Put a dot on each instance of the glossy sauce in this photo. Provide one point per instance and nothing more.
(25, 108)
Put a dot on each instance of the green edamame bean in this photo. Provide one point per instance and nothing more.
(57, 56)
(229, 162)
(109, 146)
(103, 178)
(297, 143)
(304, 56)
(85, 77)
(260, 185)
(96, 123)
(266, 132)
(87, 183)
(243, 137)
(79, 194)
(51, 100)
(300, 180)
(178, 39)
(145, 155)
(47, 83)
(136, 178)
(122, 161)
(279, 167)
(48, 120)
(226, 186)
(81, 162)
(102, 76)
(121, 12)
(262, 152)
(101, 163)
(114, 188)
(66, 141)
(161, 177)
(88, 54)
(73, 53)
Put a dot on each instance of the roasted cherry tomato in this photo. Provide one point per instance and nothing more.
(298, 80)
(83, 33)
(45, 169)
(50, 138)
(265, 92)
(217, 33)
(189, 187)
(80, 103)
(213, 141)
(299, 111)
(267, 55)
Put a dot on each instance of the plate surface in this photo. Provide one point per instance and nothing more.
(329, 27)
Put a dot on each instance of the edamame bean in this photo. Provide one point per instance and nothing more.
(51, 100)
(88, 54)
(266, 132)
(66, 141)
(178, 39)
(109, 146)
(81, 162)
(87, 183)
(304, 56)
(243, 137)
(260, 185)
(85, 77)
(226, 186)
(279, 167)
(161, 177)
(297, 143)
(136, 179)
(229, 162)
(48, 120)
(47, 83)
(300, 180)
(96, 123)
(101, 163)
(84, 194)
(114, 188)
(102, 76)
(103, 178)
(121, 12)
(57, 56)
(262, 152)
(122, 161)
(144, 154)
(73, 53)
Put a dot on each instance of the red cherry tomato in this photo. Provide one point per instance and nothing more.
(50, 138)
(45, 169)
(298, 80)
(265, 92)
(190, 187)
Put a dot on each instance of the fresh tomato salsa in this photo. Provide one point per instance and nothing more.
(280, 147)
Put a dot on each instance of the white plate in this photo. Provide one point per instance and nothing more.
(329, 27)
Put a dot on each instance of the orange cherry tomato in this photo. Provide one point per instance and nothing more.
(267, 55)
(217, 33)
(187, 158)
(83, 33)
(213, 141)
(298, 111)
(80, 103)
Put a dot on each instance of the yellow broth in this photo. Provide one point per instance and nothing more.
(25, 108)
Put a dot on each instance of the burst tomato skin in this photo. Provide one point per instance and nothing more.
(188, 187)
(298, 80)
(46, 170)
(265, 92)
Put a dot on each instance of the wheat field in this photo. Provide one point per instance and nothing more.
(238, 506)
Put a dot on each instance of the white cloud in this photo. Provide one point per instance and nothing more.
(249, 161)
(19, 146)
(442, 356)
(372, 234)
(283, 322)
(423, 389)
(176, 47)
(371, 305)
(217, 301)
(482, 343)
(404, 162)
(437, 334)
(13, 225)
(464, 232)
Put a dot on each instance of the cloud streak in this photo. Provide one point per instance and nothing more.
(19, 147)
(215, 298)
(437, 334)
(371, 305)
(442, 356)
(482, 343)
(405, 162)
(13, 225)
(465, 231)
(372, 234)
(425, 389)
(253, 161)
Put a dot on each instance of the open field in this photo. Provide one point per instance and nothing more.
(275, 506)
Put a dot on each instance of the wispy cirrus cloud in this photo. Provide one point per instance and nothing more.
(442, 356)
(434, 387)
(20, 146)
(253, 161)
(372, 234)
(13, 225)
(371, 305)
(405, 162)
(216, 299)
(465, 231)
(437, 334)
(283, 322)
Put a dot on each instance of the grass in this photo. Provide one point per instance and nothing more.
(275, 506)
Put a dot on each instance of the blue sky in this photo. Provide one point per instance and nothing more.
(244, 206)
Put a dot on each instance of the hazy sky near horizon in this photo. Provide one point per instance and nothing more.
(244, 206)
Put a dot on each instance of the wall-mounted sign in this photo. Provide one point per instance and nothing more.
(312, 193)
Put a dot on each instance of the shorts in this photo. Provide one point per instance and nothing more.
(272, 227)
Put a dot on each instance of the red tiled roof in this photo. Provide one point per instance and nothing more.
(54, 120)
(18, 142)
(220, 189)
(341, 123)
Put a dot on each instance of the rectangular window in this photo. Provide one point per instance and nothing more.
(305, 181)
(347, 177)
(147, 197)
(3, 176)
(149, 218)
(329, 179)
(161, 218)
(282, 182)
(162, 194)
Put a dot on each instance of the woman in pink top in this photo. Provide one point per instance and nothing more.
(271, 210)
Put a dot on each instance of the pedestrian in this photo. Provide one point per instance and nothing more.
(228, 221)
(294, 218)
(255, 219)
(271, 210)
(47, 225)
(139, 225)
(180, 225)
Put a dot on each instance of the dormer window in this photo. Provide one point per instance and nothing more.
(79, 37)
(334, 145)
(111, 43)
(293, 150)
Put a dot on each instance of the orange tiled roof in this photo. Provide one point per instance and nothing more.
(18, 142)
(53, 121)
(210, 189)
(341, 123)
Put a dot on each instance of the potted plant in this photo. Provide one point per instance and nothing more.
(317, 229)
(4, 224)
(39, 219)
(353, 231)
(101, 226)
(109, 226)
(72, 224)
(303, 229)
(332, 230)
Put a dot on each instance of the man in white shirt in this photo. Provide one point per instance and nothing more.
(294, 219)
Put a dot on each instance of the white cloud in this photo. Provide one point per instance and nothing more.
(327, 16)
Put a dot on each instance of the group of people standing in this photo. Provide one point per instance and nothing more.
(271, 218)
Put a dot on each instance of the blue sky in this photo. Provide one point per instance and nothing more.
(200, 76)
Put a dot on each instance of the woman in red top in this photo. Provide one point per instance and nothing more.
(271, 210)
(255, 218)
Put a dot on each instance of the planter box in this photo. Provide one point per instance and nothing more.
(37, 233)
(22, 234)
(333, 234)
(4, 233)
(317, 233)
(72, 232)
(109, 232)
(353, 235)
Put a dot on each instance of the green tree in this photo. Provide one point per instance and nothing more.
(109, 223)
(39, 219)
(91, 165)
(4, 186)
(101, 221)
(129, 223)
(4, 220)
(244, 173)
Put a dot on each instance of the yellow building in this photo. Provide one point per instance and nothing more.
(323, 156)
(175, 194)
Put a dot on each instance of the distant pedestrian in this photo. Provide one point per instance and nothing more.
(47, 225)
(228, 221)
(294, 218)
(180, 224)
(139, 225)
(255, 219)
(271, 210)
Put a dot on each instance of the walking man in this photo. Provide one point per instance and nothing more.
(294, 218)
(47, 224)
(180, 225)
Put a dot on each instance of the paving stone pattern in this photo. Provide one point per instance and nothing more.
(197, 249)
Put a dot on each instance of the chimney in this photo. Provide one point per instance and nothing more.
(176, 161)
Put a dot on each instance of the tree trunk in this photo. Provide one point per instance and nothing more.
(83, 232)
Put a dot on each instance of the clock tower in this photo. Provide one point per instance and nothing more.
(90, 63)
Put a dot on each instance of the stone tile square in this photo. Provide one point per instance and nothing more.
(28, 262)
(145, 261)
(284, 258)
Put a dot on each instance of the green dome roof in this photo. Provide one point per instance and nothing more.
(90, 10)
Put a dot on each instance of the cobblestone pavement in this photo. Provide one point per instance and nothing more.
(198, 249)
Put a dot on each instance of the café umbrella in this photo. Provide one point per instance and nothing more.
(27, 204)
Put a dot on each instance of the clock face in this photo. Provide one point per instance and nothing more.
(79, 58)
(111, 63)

┄┄┄┄┄┄┄┄┄┄

§ **What to produce**:
Retype all of the entries precisely as they are.

§ **Correct response**:
Put a dot on each instance of the glossy sauce in this photo. Provide one point per instance and nothing more.
(25, 108)
Put a dot on each instance of the green edamame bean in this photo. Provide one point per instance and nothing more.
(57, 56)
(229, 162)
(109, 146)
(103, 178)
(297, 143)
(304, 56)
(85, 77)
(260, 185)
(96, 123)
(266, 132)
(87, 183)
(243, 137)
(79, 194)
(51, 100)
(300, 180)
(178, 39)
(145, 155)
(47, 83)
(136, 178)
(122, 161)
(279, 167)
(48, 120)
(226, 186)
(81, 162)
(102, 76)
(121, 12)
(262, 152)
(101, 163)
(114, 188)
(66, 141)
(161, 177)
(88, 54)
(73, 53)
Put a dot on each instance of the roasted cherry tomato in this photo. Provide one point per instance and nothing more.
(298, 80)
(83, 33)
(45, 169)
(50, 138)
(265, 92)
(217, 33)
(189, 187)
(80, 103)
(213, 141)
(299, 111)
(267, 55)
Put a dot on each instance of the plate surface in this photo. Provide one point per instance and nothing more.
(329, 27)
Put a dot on each instance of the edamame bean in this photo. Provide one point per instance and nothing more.
(51, 100)
(88, 54)
(266, 132)
(66, 141)
(178, 39)
(109, 146)
(81, 162)
(87, 183)
(304, 56)
(243, 137)
(260, 185)
(85, 77)
(226, 186)
(279, 167)
(161, 177)
(297, 143)
(136, 179)
(229, 162)
(48, 120)
(47, 83)
(300, 180)
(96, 123)
(101, 163)
(84, 194)
(114, 188)
(102, 76)
(103, 178)
(121, 12)
(57, 56)
(262, 152)
(122, 161)
(144, 154)
(73, 53)
Put a dot on each instance of the red cherry tomato in this photo. Provide one point per instance and nothing more.
(50, 138)
(45, 169)
(298, 80)
(265, 92)
(190, 187)
Put a dot on each instance of the fresh tomato salsa in this photo. Provide one point per instance and nothing more.
(280, 147)
Put a dot on each instance of the white plate in this photo. Provide one point per instance and nothing more.
(329, 27)
Put a dot on each instance of the orange cherry tomato in this photo. Provide one point per instance and nothing more.
(267, 55)
(217, 33)
(187, 158)
(83, 33)
(213, 141)
(298, 111)
(80, 103)
Put a dot on each instance of the yellow broth in this photo. Provide one point per instance and nothing more.
(25, 108)
Put a dot on each instance of the burst tomato skin in this photo. Provide one point per instance and nothing more.
(188, 187)
(298, 80)
(46, 170)
(265, 92)
Put a dot on each instance of the wheat field in this photo. Provide one point per instance and nothing more.
(238, 506)
Put a dot on each instance of the white cloud in this photo. Provide one point per instance and nothing more.
(249, 161)
(19, 146)
(442, 356)
(372, 234)
(283, 322)
(423, 389)
(176, 47)
(371, 305)
(217, 301)
(482, 343)
(404, 162)
(437, 334)
(13, 225)
(464, 232)
Put a dot on each instance of the cloud streak in this photo. Provide one point per instance and nothing more.
(19, 147)
(215, 298)
(437, 334)
(371, 305)
(442, 356)
(482, 343)
(405, 162)
(13, 225)
(465, 231)
(372, 234)
(425, 389)
(253, 161)
Put a dot on each instance of the open field in this photo. Provide one point per instance and nothing more.
(275, 506)
Put a dot on each instance of the wispy cirrus cloud in this photo. Provide one point per instance and nothing more.
(442, 356)
(434, 387)
(20, 146)
(253, 161)
(372, 234)
(13, 225)
(371, 305)
(405, 162)
(216, 299)
(465, 231)
(437, 334)
(283, 322)
Put a dot on each instance of the grass in this photo. Provide one point per instance and nothing more.
(275, 506)
Put a dot on each instance of the blue sky in this photo. Provide one point per instance and nothing more.
(244, 206)
Put a dot on each instance of the hazy sky near horizon in this photo. Provide one point per instance and nothing more.
(244, 206)
Put a dot on each instance of the wall-mounted sign in this photo. Provide one point per instance and nothing more.
(312, 193)
Put a dot on each instance of the shorts in this photo. Provide one point per instance and nothing more.
(272, 227)
Put a dot on each instance of the red tiled roof in this photo. Provide one point per instance and nothing more.
(54, 120)
(18, 142)
(220, 189)
(341, 123)
Put a dot on each instance of the rectangular window in this photo. Provide one point per instance and nothing more.
(305, 181)
(347, 177)
(147, 197)
(3, 176)
(149, 218)
(329, 179)
(161, 218)
(282, 182)
(162, 194)
Put a dot on each instance of the woman in pink top in this photo. Provide one point per instance and nothing more.
(271, 210)
Put a dot on each instance of the pedestrian in this photo. Provide one point per instance and nothing more.
(228, 221)
(294, 218)
(255, 219)
(271, 210)
(47, 225)
(139, 225)
(180, 225)
Put a dot on each instance of the dormer window in this photo. Provide one point per instance and nothing more.
(79, 37)
(334, 145)
(111, 43)
(293, 150)
Put a dot on each instance of the orange tiled roof in this photo. Provide one point per instance and nothing more.
(18, 142)
(53, 121)
(210, 189)
(341, 123)
Put a dot on each instance of the potted plant in this photo. Provide one point per instance and nothing more.
(317, 229)
(4, 224)
(39, 219)
(353, 231)
(101, 226)
(109, 226)
(72, 224)
(303, 229)
(332, 230)
Put a dot on each instance of the man in white shirt in this photo. Provide one point per instance and nothing more.
(294, 219)
Put a dot on each instance of the white cloud in this photo. Provide one point per instance and nothing more.
(327, 16)
Put a dot on each instance of the group of people standing in this photo. Provide one point per instance and nothing more.
(271, 218)
Put a dot on each instance of the blue sky in this photo. Provide one point per instance and nothing more.
(200, 76)
Put a dot on each instance of the woman in red top in this photo. Provide one point per instance and nothing more.
(271, 210)
(255, 218)
Put a dot on each instance of the planter box in this photo. Provide one point per instance and nothing more.
(37, 233)
(22, 234)
(333, 234)
(4, 233)
(317, 233)
(72, 232)
(109, 232)
(353, 235)
Put a dot on each instance of the green tree in this photo. Provide one point per instance and nothing more.
(109, 223)
(39, 219)
(91, 165)
(4, 186)
(101, 221)
(129, 223)
(4, 220)
(244, 173)
Put a dot on each instance of the yellow building in this photo. Provide one point per instance and nothing more.
(323, 156)
(175, 194)
Put a dot on each instance of the distant pedestrian in this photo. Provide one point per instance and nothing more.
(47, 225)
(228, 221)
(294, 218)
(180, 224)
(139, 225)
(255, 219)
(271, 210)
Put a dot on each instance of the walking man in this photo. Provide one point per instance and nothing more.
(294, 218)
(47, 224)
(180, 225)
Put a dot on each instance of the paving stone pattern in this photo. Provide one point per instance and nothing more.
(197, 249)
Put a dot on each instance of the chimney in this photo. Provide one point per instance and nothing more.
(176, 161)
Put a dot on each instance of the tree trunk in this photo. Provide one point per instance and nothing more.
(83, 232)
Put a dot on each instance of the clock tower in this photo. Provide one point per instance and nothing more.
(90, 63)
Put a dot on each instance of the stone tile square in this photo. Provide one point per instance and nothing more.
(28, 262)
(145, 261)
(284, 258)
Put a dot on each instance of the green dome roof in this photo. Provide one point per instance and nothing more.
(90, 10)
Put a dot on each instance of the cobblestone pavement in this photo. Provide one point per instance and nothing more.
(198, 249)
Put a dot on each instance of the café umbrella in this photo. Provide one point per instance and nothing more.
(27, 204)
Put a dot on each instance of the clock face in this photo. Provide one point per instance and nothing more.
(79, 58)
(111, 63)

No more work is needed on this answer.